#### [Work to be completed]
Continue the analysis below of order biases in autoregressive language models, starting right after its last sentence.

#### [Passage for review]

>>

Researchers prove that primacy effects, anchoring, and order-dependence are mathematically inevitable in autoregressive language models due to causal masking constraints. The findings are validated across 12 frontier LLMs and confirmed through human experiments, suggesting cognitive biases represent resource-rational responses to sequential processing rather than design flaws.

Analysis

This research bridges theoretical computer science and cognitive psychology by demonstrating that certain human biases have mathematical equivalents in AI systems. The impossibility theorems establish that these biases aren't artifacts of poor training but rather architectural necessities arising from how sequential models process information. The causal masking constraint—which prevents models from attending to future tokens—creates asymmetric attention patterns that inevitably produce primacy effects and anchoring behaviors.

The convergence between AI behavior and human cognition is striking. The study validates theoretical predictions across 12 state-of-the-art language models with high correlation (R² = 0.89), then replicates findings in human subjects through pre-registered experiments. Study 1 demonstrates anchor position significantly modulates anchoring magnitude, while Study 2 shows working memory load amplifies primacy bias, with individual WM capacity predicting bias reduction. These parallel mechanisms suggest both systems face similar computational constraints.

<<

#### [Supplied information]
>>

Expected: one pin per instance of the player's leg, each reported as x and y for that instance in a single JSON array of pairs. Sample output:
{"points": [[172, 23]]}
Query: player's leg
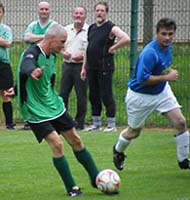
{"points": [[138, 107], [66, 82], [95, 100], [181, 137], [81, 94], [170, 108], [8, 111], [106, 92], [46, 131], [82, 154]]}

<<
>>

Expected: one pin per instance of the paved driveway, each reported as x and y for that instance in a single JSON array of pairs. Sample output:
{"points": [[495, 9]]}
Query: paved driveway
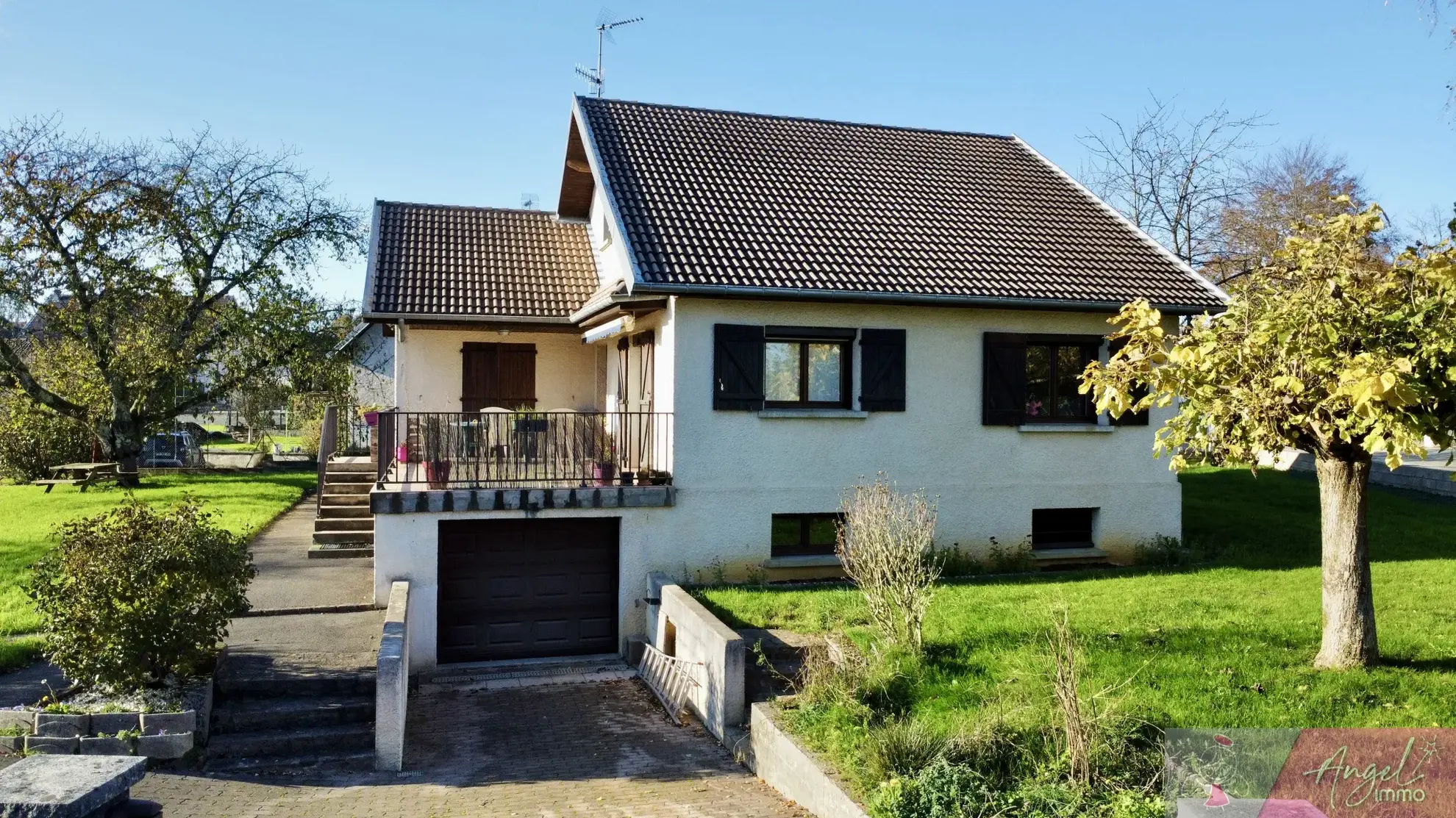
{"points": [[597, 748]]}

<<
>>

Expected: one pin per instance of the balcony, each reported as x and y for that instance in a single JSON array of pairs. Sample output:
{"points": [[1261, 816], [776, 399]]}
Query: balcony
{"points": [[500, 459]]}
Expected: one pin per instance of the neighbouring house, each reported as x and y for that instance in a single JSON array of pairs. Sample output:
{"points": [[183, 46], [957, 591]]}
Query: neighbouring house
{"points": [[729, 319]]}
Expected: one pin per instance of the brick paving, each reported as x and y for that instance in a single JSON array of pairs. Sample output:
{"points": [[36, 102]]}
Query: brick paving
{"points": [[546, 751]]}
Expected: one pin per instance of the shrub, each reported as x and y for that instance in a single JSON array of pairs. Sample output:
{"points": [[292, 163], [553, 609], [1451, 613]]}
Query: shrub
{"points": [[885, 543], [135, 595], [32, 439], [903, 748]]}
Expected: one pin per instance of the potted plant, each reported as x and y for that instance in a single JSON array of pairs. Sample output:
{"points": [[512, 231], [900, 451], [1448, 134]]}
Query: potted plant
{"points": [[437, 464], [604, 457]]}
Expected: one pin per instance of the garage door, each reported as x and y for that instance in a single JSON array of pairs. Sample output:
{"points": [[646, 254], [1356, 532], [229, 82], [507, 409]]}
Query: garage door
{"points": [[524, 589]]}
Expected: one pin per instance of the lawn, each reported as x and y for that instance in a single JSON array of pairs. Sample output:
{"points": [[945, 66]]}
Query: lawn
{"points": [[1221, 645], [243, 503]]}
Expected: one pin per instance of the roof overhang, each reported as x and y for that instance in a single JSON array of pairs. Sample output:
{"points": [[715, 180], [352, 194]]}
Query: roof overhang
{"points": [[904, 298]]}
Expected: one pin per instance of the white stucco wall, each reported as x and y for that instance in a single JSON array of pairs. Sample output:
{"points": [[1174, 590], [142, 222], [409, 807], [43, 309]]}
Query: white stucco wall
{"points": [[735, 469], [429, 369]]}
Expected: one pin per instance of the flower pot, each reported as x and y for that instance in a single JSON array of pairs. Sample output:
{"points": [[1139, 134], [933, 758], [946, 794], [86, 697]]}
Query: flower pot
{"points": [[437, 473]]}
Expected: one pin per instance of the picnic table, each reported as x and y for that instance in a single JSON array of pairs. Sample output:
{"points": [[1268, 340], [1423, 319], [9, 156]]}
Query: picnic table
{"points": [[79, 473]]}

<<

#### [Response for this exercise]
For AI development, this research reframes debiasing efforts. Rather than pursuing elimination, which requires factorial-time computation, practitioners should acknowledge these biases as inherent to sequential architecture and implement efficient Monte Carlo approximations when necessary. This has implications for deploying LLMs in high-stakes domains where bias matters—legal systems, financial advisory, medical diagnosis—by setting realistic expectations about model behavior. The findings also advance fundamental AI safety research by identifying which biases are mathematically unavoidable versus those requiring explicit mitigation. Understanding this distinction enables more targeted debiasing strategies focused on problematic behaviors rather than impossible elimination.

Key Takeaways
  • Primacy effects and anchoring biases are mathematically inevitable in autoregressive language models due to causal masking constraints, not design failures.
  • Exact debiasing through permutation marginalization requires factorial-time computation, making practical approximation methods necessary.
  • Human cognitive biases show identical patterns to AI systems across 12 frontier LLMs (R² = 0.89), suggesting shared processing constraints.
  • Working memory load amplifies primacy bias in humans with correlation to individual capacity differences, mirroring sequential processing limitations.
  • This framework enables targeted debiasing strategies focused on tractable interventions rather than mathematically impossible bias elimination.